* [TASK INSTRUCTIONS]
Print every one of the rows below verbatim, changing nothing.

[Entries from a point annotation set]
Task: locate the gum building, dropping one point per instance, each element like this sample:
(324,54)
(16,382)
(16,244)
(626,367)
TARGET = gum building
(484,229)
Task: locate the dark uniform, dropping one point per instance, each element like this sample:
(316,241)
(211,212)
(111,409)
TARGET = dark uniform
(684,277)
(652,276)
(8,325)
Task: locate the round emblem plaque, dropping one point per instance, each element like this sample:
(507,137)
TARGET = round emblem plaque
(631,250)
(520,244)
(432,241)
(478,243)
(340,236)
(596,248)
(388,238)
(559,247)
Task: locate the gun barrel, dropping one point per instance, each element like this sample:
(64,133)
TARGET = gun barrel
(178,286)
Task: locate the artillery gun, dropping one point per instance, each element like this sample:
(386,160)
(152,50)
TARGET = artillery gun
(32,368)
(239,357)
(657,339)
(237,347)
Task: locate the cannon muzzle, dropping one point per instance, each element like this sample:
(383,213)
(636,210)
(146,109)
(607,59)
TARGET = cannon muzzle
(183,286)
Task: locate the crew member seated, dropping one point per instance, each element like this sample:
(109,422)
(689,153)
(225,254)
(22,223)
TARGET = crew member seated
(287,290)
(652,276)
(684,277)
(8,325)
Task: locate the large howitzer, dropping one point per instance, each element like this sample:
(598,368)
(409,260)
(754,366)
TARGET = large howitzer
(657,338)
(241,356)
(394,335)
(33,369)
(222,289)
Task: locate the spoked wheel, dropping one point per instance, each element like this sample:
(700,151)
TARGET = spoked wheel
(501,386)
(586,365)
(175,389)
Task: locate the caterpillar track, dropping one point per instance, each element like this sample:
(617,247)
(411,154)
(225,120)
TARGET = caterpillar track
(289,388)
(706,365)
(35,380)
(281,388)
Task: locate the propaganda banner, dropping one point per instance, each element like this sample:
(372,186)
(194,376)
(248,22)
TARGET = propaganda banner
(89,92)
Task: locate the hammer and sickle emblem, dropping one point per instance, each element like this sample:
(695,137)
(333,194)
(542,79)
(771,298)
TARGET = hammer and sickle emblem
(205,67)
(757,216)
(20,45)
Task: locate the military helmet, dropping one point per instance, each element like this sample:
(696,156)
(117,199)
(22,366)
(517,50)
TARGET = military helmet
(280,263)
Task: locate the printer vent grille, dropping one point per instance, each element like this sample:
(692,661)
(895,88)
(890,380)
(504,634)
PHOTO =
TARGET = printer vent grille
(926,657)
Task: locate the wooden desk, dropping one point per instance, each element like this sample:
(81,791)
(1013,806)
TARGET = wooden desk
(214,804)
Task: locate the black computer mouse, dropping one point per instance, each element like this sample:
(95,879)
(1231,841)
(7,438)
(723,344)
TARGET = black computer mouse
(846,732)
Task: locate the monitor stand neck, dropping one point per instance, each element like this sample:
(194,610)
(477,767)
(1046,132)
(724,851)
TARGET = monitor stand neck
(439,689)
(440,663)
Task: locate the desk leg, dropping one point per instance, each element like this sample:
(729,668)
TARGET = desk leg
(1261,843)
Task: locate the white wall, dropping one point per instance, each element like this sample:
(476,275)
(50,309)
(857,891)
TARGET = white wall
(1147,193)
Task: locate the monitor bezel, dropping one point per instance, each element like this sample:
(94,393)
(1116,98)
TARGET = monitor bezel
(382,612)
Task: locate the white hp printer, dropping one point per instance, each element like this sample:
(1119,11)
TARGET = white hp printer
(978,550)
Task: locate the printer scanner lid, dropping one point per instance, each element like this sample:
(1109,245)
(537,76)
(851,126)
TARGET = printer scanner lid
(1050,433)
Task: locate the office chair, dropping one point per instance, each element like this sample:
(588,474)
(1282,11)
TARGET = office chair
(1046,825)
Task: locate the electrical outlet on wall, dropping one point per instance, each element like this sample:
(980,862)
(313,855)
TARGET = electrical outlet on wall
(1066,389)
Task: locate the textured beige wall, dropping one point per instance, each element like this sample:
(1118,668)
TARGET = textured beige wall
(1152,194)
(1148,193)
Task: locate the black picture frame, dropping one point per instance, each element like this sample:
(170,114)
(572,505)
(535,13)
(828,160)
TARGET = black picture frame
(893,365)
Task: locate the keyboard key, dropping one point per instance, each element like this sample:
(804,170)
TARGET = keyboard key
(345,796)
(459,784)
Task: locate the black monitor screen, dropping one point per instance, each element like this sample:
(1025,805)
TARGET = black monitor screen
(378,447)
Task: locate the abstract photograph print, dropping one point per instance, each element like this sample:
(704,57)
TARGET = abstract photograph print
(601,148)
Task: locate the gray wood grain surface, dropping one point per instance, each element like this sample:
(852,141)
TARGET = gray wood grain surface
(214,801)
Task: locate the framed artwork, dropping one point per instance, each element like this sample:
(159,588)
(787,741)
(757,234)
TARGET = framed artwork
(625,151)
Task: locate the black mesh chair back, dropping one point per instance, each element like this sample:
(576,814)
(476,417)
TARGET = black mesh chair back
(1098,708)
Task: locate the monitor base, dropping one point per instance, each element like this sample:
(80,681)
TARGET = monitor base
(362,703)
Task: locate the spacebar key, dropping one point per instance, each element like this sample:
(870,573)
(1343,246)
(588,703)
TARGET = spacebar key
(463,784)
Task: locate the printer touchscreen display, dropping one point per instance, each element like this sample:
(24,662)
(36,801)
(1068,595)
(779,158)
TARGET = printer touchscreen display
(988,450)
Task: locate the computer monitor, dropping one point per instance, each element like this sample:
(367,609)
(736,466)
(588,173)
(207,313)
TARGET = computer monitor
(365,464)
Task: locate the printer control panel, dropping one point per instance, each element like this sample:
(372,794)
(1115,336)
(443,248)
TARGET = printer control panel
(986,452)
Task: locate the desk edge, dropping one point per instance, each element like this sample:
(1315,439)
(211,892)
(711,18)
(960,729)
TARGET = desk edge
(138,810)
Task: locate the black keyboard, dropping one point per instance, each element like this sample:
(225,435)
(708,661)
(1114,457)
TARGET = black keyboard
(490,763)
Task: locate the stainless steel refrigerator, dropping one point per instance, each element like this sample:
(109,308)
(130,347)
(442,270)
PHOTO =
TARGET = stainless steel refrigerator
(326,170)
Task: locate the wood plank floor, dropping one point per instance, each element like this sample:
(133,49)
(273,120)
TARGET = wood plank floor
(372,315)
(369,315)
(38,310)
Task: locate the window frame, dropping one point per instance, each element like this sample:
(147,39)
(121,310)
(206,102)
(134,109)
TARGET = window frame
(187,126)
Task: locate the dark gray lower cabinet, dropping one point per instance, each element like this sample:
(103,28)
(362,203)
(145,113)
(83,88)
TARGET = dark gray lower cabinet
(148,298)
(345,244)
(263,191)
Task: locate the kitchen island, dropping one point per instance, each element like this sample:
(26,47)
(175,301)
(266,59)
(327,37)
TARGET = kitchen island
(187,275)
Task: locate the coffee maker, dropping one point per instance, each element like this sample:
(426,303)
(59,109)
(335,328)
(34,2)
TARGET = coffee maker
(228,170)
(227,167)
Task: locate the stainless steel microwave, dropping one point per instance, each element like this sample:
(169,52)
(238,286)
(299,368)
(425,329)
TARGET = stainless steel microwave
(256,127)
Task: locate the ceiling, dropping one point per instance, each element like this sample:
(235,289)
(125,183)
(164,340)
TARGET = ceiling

* [SOLUTION TO THE PROBLEM]
Task: locate the gum building, dropping one point per instance, each element like this sample:
(324,54)
(16,382)
(16,244)
(626,367)
TARGET = gum building
(484,229)
Task: locate the dark uniform, dropping one point per instance, each element like this sample:
(316,241)
(211,212)
(111,409)
TARGET = dark uniform
(684,277)
(652,276)
(8,325)
Task: locate the round emblem plaque, dropping one point per instance, each element like this sample:
(507,137)
TARGET = round emblem plaque
(631,250)
(520,244)
(432,241)
(478,243)
(340,236)
(596,248)
(388,238)
(559,247)
Task: locate the gun barrel, dropping one point per instance, each element like this sample:
(64,133)
TARGET = gun barrel
(178,286)
Task: locate the artillery gun, dropping one point per instance, each element like this sample:
(386,160)
(152,50)
TARGET = artillery gun
(32,368)
(239,357)
(657,339)
(237,347)
Task: locate the cannon muzzle, dropping one point per instance, each element like this sample:
(383,213)
(636,210)
(146,109)
(607,59)
TARGET = cannon muzzle
(183,286)
Task: locate the crew member seated, dropping one point per instance, each element like this sample:
(109,422)
(689,153)
(225,254)
(22,223)
TARGET = crew member seated
(287,290)
(652,276)
(684,277)
(8,325)
Task: locate the large howitzer, dropping one point per instance, each element like this sample:
(598,368)
(409,260)
(754,366)
TARGET = large howitzer
(657,338)
(241,356)
(394,335)
(33,369)
(222,289)
Task: locate the spoked wheel, dropping one point per instance, each element like this sample:
(700,151)
TARGET = spoked wheel
(501,386)
(586,365)
(175,389)
Task: locate the caterpillar track, dropping one point per instance, each element like this sample:
(617,247)
(411,154)
(225,120)
TARGET = caterpillar track
(289,388)
(706,365)
(35,380)
(281,388)
Task: locate the propaganda banner, dropping one point per instance, each element like this sample:
(372,186)
(194,376)
(248,22)
TARGET = propaganda banner
(89,92)
Task: locate the hammer and sickle emblem, dropping one point per instance, each element like this sample:
(695,137)
(333,194)
(542,79)
(771,298)
TARGET = hammer and sickle emblem
(205,67)
(757,216)
(20,45)
Task: locate the military helmet, dropping one point per instance, each element like this sample:
(696,156)
(117,199)
(22,366)
(517,50)
TARGET = military helmet
(280,263)
Task: locate the printer vent grille, dropping one point per instance, each element like this sample:
(692,661)
(895,88)
(890,380)
(504,634)
PHOTO =
TARGET = printer vent grille
(926,657)
Task: locate the wooden desk, dropping one point per instance, each element like this sample:
(81,791)
(1013,806)
TARGET = wooden desk
(214,804)
Task: locate the black computer mouse, dropping one point per instance, each element like this sample:
(95,879)
(1231,841)
(7,438)
(723,344)
TARGET = black computer mouse
(846,732)
Task: locate the monitor stand neck, dropping one point per instance, each element like this sample:
(194,610)
(477,767)
(1046,132)
(724,851)
TARGET = monitor stand neck
(439,689)
(440,663)
Task: locate the desk leg, dropping one point per instance, each element like this sample:
(729,668)
TARGET = desk leg
(1261,843)
Task: locate the white wall, dropping one point per instance, each element like this sample:
(476,275)
(50,309)
(857,891)
TARGET = white wall
(1147,193)
Task: locate the monitor bezel, dropping one point per instance, each element like this sample:
(94,393)
(1116,98)
TARGET = monitor bezel
(382,612)
Task: locate the white hp printer, dropping one point per instance, each element like this sample:
(1119,11)
TARGET = white hp printer
(978,550)
Task: locate the printer scanner lid, dropping one point per instance, each element like this sample:
(1109,245)
(537,76)
(851,126)
TARGET = printer scanner lid
(1050,433)
Task: locate the office chair, dropping one point per instance, each element like this sample:
(588,474)
(1282,11)
TARGET = office chair
(1046,825)
Task: locate the electrical outlet on wall, dropping one point per instance, each element like this sample:
(980,862)
(313,855)
TARGET = electrical outlet on wall
(1066,389)
Task: locate the textured beige wall, dropping one point per instance, each element like this sample:
(1118,668)
TARGET = textured beige wall
(1152,194)
(1148,193)
Task: locate the black picture frame, dropping one point per instance, each element like this sample:
(170,114)
(572,505)
(535,13)
(828,160)
TARGET = black picture frame
(893,365)
Task: locate the keyboard key, dropping one point per instance, each element like this sample:
(804,170)
TARGET = keyboard key
(345,796)
(459,784)
Task: locate the black monitor screen, dropping one point per instance, each element like this sample:
(1025,805)
TARGET = black monitor screen
(378,447)
Task: locate the abstract photograph print, dropping one point per instance, each element like this sample:
(704,57)
TARGET = abstract photograph print
(601,148)
Task: locate the gray wood grain surface, dropping one point per instance, each element like this sample:
(852,141)
TARGET = gray wood grain surface
(214,801)
Task: locate the framed artwork, dropping one point per instance, each element like this sample:
(159,588)
(787,741)
(757,234)
TARGET = framed artwork
(625,151)
Task: locate the black mesh chair back, dropping one point per instance, each element like this sample:
(576,814)
(476,417)
TARGET = black mesh chair back
(1098,708)
Task: locate the monitor base, dropping one point per instance, each element like this sample:
(80,681)
TARGET = monitor base
(362,703)
Task: locate the spacebar key, dropping one point per instance, each element like this sample:
(870,573)
(1343,246)
(588,703)
TARGET = spacebar key
(463,784)
Task: locate the printer touchscreen display, dropping one point per instance, each element like this sample:
(24,662)
(36,801)
(1068,595)
(779,158)
TARGET = printer touchscreen display
(988,450)
Task: locate the computer monitor, dropping one point per instance, each element like this sample:
(367,609)
(736,466)
(588,173)
(207,313)
TARGET = computer monitor
(365,464)
Task: locate the printer control panel, dropping one point per instance, each element like this sample:
(372,794)
(1115,336)
(443,248)
TARGET = printer control panel
(986,452)
Task: locate the desk edge, dropping one point per instance, each element like this sample:
(1315,439)
(211,892)
(711,18)
(960,729)
TARGET = desk edge
(138,810)
Task: locate the black keyboard, dropping one point per instance, each element like this sample:
(225,435)
(708,661)
(1114,457)
TARGET = black keyboard
(490,763)
Task: locate the stainless steel refrigerator, dropping one point per instance, each element like this sample:
(109,308)
(130,347)
(442,270)
PHOTO =
TARGET = stainless steel refrigerator
(326,170)
Task: locate the wood plank floor, dropping one point per instance, each element like this sample:
(133,49)
(273,120)
TARGET = wood plank floor
(372,315)
(369,315)
(38,310)
Task: locate the window frame, dropping one point per instance, each element like this sample:
(147,39)
(121,310)
(206,102)
(134,109)
TARGET = window frame
(187,126)
Task: locate the dark gray lower cabinet, dropping one point per instance, each element like this sample:
(103,28)
(362,203)
(145,113)
(83,88)
TARGET = dark gray lower cabinet
(148,298)
(345,244)
(263,191)
Task: locate the kitchen island, dropping one point per instance, each element like this sample:
(26,47)
(175,301)
(266,59)
(327,37)
TARGET = kitchen island
(187,275)
Task: locate the coffee maker, dropping one point per instance, each element like this sample:
(426,303)
(59,109)
(335,328)
(34,2)
TARGET = coffee maker
(228,170)
(227,167)
Task: locate the stainless steel microwave, dropping one point per instance, each element like this sample:
(169,52)
(238,286)
(299,368)
(425,329)
TARGET = stainless steel microwave
(256,127)
Task: locate the ceiling, dropping one point per instance, each element like this sample:
(235,289)
(125,183)
(164,340)
TARGET = ceiling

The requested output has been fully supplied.